» What the task asks: Give back the whole listing verbatim, printing none of its pictures.

» Dataset records:

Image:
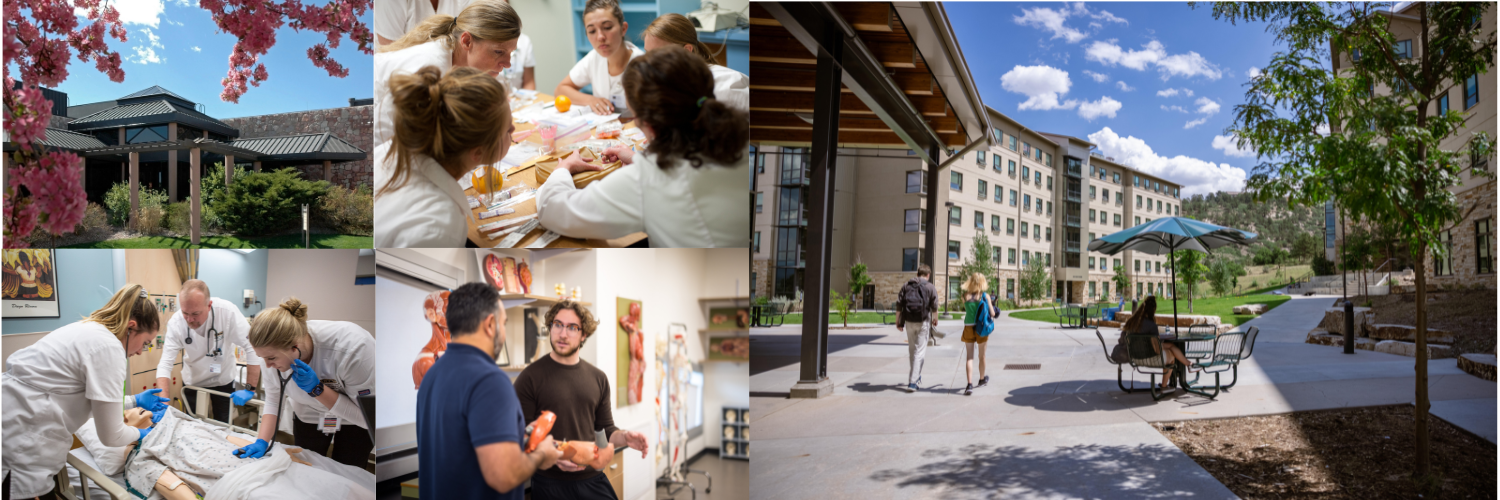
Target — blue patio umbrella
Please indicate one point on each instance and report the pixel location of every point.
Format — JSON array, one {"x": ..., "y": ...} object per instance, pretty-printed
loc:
[{"x": 1164, "y": 236}]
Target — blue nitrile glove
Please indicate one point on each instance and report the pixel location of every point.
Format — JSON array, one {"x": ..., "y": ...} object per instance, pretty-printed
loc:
[
  {"x": 150, "y": 401},
  {"x": 252, "y": 451},
  {"x": 303, "y": 376}
]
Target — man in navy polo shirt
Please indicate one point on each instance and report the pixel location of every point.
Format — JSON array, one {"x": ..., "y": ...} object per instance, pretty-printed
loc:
[{"x": 470, "y": 430}]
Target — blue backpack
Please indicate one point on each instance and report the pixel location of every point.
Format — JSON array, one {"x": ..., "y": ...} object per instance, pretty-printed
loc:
[{"x": 984, "y": 325}]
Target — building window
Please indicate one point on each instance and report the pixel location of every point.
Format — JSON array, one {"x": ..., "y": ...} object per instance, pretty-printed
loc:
[
  {"x": 1484, "y": 243},
  {"x": 915, "y": 221},
  {"x": 1470, "y": 92},
  {"x": 915, "y": 182},
  {"x": 1443, "y": 254}
]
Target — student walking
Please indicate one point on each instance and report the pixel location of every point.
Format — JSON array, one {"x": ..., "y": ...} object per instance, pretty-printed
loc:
[{"x": 917, "y": 305}]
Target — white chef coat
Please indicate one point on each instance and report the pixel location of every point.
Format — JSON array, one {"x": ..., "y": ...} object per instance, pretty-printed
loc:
[
  {"x": 344, "y": 358},
  {"x": 731, "y": 87},
  {"x": 47, "y": 391},
  {"x": 393, "y": 18},
  {"x": 680, "y": 207},
  {"x": 429, "y": 210},
  {"x": 521, "y": 59},
  {"x": 407, "y": 60},
  {"x": 233, "y": 331},
  {"x": 594, "y": 69}
]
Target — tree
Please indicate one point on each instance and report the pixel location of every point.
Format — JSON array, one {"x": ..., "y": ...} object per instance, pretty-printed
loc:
[
  {"x": 1190, "y": 272},
  {"x": 1122, "y": 281},
  {"x": 1322, "y": 134},
  {"x": 42, "y": 36}
]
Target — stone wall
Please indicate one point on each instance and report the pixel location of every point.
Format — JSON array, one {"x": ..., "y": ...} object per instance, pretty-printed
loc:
[
  {"x": 1466, "y": 256},
  {"x": 350, "y": 123}
]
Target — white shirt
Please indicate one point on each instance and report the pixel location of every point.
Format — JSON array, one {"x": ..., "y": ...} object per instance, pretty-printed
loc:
[
  {"x": 231, "y": 329},
  {"x": 429, "y": 210},
  {"x": 393, "y": 18},
  {"x": 519, "y": 60},
  {"x": 594, "y": 69},
  {"x": 731, "y": 87},
  {"x": 678, "y": 207},
  {"x": 344, "y": 358},
  {"x": 407, "y": 60}
]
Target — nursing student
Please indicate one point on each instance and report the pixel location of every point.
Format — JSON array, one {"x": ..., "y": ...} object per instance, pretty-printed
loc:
[
  {"x": 605, "y": 65},
  {"x": 446, "y": 126},
  {"x": 206, "y": 331},
  {"x": 686, "y": 189},
  {"x": 323, "y": 367},
  {"x": 482, "y": 36},
  {"x": 75, "y": 373},
  {"x": 731, "y": 86}
]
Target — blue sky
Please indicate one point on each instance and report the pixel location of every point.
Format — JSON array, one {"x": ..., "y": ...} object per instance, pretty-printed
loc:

» Answer area:
Image:
Target — blue patio umbrella
Please indicate one point on each instance and report the pixel location of every point.
Format — JSON array, one {"x": ..., "y": ...} object per instance, pretty-printed
loc:
[{"x": 1164, "y": 236}]
Target — blue nitrile glove
Please indicate one point on each instance and report the pixel location of every point.
Format — JSON array, one {"x": ..., "y": ...} object per instance, pretty-printed
loc:
[
  {"x": 150, "y": 401},
  {"x": 252, "y": 451},
  {"x": 303, "y": 376}
]
Target — man in navy polo shirt
Please indicate one point on each instance and report the pixel location of every point.
Format — JSON array, one {"x": ..., "y": ...} object per instance, pretty-printed
loc:
[{"x": 470, "y": 430}]
Target — blue backpack
Please indicate one point on each instance and report the pixel location of every point.
Format — JSON array, one {"x": ..., "y": ...} object per instance, pretty-printed
loc:
[{"x": 984, "y": 325}]
Target — building window
Please indicate one point on each instance and report the pixel location of every point.
Format — JSON array, one {"x": ..., "y": ...} object per instance, pretty-printed
loc:
[
  {"x": 1484, "y": 243},
  {"x": 915, "y": 221},
  {"x": 1470, "y": 92},
  {"x": 915, "y": 182},
  {"x": 1443, "y": 254}
]
Target — student walking
Please indicate one point on each instance and report the pixel location of every point.
Format — JSON array, one {"x": ..., "y": ...} object per instance, pretty-printed
loc:
[{"x": 917, "y": 305}]
Target — white chef coat
Please indicate one point on each instance and report the pixel location of every point.
Format — JSON array, one {"x": ..., "y": ...} object per instance, pretty-printed
loc:
[
  {"x": 344, "y": 358},
  {"x": 731, "y": 87},
  {"x": 47, "y": 391},
  {"x": 393, "y": 18},
  {"x": 680, "y": 207},
  {"x": 429, "y": 210},
  {"x": 521, "y": 59},
  {"x": 407, "y": 60},
  {"x": 233, "y": 331},
  {"x": 594, "y": 69}
]
Target — tree
Please indicate one point on each instance and report the pixel location of every point.
Format — JSON array, one {"x": ..., "y": ...} object per instance, pretty-printed
loc:
[
  {"x": 1190, "y": 272},
  {"x": 1122, "y": 281},
  {"x": 1322, "y": 134},
  {"x": 42, "y": 36}
]
Target — stone wall
Please indicate one point on each instance and report the pixel location of every point.
Format — JSON array, one {"x": ..., "y": ...} object per instance, pretty-printed
loc:
[
  {"x": 1466, "y": 256},
  {"x": 350, "y": 123}
]
Target — white shirt
Please indicate one point on each instance and report the pixel location of every point.
Format — JSON array, one {"x": ..., "y": ...} object per instance, pretty-printed
loc:
[
  {"x": 231, "y": 329},
  {"x": 429, "y": 210},
  {"x": 393, "y": 18},
  {"x": 519, "y": 60},
  {"x": 594, "y": 69},
  {"x": 731, "y": 87},
  {"x": 678, "y": 207},
  {"x": 344, "y": 358},
  {"x": 407, "y": 60}
]
Target — nursing student
Please indicate one point on each instance and report the pixel location of every point.
Format — JSON array, one {"x": ..., "y": ...} object per instance, pretty-printed
loc:
[
  {"x": 605, "y": 65},
  {"x": 446, "y": 126},
  {"x": 206, "y": 331},
  {"x": 686, "y": 189},
  {"x": 323, "y": 367},
  {"x": 482, "y": 36},
  {"x": 75, "y": 373},
  {"x": 731, "y": 86}
]
Target — blue sky
Please indicate one point on each instance and report the pixel location of every point.
Format — JSON array, one {"x": ..., "y": ...} object per instance, pretty-printed
loc:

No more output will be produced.